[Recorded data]
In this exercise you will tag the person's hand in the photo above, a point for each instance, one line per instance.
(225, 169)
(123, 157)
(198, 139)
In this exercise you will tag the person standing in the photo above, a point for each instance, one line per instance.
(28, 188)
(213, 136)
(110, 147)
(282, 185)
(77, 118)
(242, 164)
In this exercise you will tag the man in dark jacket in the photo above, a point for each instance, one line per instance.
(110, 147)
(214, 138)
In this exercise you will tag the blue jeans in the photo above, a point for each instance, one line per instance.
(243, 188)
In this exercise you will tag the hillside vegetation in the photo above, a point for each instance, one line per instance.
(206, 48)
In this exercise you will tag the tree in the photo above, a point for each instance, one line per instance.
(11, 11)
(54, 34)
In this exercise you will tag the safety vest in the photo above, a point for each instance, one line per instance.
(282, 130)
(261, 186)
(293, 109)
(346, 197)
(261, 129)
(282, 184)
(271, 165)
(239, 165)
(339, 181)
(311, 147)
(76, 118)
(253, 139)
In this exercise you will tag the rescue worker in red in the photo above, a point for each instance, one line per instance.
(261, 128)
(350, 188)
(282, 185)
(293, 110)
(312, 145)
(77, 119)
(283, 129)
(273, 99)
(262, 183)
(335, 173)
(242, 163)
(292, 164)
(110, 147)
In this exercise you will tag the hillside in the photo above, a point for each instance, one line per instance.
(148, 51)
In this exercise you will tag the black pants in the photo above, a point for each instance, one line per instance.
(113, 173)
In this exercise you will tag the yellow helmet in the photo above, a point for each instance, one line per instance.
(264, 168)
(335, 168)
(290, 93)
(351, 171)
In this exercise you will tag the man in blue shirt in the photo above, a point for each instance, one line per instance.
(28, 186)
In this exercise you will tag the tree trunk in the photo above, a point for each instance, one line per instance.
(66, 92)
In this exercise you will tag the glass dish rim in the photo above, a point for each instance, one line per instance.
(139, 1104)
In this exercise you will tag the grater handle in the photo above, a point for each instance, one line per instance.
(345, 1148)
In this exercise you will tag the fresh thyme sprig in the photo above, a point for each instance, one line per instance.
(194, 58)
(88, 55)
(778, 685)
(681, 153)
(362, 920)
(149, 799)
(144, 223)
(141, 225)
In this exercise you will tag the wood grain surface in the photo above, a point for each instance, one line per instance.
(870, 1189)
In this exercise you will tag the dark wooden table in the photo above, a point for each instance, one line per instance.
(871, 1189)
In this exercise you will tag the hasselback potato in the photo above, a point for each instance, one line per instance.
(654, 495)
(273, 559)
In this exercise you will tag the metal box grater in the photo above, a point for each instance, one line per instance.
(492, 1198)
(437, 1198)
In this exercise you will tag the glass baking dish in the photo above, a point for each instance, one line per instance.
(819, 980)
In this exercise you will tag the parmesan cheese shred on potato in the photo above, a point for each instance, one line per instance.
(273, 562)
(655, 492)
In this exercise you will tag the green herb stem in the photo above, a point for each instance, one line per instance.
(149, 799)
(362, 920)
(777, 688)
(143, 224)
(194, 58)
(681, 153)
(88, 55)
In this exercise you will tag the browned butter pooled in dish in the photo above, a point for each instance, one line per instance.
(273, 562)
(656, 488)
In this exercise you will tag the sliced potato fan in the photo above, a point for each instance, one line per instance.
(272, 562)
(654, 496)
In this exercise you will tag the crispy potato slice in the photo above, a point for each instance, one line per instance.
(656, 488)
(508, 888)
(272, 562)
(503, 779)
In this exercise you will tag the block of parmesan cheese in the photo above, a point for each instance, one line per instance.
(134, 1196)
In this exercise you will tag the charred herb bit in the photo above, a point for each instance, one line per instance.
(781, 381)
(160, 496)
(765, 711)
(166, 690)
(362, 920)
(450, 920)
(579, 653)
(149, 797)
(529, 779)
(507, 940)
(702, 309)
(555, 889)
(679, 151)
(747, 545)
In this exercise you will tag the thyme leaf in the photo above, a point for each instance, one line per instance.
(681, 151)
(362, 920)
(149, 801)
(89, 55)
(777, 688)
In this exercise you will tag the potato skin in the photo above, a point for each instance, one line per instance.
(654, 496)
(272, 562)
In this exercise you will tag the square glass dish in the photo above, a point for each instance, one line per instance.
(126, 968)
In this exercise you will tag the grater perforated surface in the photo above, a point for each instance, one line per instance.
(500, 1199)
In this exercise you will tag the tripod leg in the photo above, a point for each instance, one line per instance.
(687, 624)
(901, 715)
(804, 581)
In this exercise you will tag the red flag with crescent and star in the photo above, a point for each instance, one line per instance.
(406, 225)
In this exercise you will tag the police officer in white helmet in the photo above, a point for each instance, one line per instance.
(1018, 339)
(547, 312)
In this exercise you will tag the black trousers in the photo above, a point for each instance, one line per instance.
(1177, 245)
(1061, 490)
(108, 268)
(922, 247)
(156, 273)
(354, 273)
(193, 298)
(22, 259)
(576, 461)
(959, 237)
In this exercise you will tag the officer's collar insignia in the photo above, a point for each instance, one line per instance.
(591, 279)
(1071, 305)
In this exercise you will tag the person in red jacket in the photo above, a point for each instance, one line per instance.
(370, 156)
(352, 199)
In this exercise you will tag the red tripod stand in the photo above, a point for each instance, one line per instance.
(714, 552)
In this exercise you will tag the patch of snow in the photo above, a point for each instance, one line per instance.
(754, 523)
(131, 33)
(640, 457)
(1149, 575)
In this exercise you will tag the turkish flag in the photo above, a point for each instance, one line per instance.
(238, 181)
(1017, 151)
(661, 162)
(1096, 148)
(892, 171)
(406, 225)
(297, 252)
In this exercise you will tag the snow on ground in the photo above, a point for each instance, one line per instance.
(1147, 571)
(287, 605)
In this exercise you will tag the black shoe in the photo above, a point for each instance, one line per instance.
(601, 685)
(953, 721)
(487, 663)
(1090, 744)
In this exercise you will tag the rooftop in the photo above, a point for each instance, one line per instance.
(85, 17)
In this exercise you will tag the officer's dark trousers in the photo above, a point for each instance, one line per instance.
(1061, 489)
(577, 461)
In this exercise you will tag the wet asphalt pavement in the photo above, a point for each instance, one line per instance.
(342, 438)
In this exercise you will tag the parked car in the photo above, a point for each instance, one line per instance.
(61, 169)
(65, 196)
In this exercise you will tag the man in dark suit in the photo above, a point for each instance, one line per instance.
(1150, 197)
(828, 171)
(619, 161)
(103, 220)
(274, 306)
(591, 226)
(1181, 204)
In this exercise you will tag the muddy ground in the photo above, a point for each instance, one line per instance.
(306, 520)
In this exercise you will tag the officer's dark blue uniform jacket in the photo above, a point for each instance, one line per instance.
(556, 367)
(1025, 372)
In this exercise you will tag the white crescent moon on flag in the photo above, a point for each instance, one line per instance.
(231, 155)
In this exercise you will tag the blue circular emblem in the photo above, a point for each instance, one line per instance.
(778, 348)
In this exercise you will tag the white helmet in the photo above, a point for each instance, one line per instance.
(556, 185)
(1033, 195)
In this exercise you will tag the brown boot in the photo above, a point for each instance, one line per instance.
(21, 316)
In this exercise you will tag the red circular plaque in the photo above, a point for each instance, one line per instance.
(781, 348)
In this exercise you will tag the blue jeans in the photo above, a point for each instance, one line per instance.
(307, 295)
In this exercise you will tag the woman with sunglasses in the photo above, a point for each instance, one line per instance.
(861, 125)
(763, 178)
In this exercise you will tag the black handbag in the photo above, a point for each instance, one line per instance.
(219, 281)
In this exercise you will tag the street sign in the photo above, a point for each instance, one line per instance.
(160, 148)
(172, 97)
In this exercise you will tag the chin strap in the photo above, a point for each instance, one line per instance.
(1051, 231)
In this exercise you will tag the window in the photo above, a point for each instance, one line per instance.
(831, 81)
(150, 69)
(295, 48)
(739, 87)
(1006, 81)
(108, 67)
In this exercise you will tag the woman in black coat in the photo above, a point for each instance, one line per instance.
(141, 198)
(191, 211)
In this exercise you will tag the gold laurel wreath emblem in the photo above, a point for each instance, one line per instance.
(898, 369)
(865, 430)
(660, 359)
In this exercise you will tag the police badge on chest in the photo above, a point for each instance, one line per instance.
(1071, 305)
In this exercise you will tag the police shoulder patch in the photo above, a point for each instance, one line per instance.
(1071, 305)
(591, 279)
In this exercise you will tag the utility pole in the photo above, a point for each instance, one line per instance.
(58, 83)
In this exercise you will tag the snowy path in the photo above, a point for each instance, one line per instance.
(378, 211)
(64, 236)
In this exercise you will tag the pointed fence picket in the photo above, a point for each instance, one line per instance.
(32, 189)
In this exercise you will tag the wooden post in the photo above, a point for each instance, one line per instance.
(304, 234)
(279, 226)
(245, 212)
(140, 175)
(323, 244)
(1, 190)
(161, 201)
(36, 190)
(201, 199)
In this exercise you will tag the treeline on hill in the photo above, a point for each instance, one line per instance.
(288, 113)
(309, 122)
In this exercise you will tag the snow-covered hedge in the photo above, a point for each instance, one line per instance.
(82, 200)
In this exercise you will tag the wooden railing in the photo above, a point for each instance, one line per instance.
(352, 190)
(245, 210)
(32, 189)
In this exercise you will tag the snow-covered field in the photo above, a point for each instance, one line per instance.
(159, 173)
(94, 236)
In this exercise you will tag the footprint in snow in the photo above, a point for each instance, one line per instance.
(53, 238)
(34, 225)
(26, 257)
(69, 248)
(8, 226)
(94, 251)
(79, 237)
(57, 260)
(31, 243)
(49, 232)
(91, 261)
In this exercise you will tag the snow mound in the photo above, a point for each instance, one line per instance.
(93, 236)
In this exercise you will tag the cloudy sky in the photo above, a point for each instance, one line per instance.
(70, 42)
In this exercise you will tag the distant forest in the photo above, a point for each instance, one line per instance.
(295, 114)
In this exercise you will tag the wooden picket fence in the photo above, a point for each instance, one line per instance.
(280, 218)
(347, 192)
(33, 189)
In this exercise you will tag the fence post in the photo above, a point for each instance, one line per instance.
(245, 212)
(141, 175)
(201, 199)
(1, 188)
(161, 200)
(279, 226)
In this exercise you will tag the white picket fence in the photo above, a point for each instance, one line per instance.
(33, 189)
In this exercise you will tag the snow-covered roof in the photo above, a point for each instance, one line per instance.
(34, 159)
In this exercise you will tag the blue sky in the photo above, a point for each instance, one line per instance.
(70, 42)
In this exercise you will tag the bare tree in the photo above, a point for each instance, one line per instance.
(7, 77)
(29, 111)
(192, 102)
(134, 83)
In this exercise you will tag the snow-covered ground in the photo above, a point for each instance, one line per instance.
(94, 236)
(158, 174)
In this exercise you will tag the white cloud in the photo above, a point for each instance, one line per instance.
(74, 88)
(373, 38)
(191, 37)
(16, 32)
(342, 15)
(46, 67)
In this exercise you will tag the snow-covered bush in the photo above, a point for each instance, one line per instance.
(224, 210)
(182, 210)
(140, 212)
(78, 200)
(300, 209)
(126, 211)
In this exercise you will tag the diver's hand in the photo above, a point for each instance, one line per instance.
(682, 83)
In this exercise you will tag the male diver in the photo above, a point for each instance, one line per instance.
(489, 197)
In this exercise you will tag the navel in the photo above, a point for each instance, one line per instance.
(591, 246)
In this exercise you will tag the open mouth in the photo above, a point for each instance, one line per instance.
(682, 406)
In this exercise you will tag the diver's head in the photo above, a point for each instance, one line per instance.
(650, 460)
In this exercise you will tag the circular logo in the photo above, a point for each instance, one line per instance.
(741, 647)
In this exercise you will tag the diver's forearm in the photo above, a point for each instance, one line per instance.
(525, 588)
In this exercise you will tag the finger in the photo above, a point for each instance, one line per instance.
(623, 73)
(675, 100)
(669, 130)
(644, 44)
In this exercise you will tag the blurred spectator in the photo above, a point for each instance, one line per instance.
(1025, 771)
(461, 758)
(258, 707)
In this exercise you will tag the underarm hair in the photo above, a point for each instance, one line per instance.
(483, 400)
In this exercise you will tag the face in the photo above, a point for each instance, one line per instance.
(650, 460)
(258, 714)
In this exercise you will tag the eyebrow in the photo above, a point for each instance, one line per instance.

*Instructions to follow*:
Would you please set down the lines from the one with "In this exercise you will tag the blurred" to the end of the data above, exactly and without any other lines?

*Written solution*:
In this exercise you will tag the blurred spectator in the photo above, a point for each instance, one line per instance.
(1025, 771)
(461, 758)
(258, 707)
In this exercise you will tag the underarm hair in the photo above, a point for each instance, one line per instance.
(483, 400)
In this exercise you will tag the face in the photo above, a point for each instance, one line per instance.
(650, 460)
(258, 714)
In this exercise you will tag the eyebrow in the photo above, a point for each instance, one line per instance.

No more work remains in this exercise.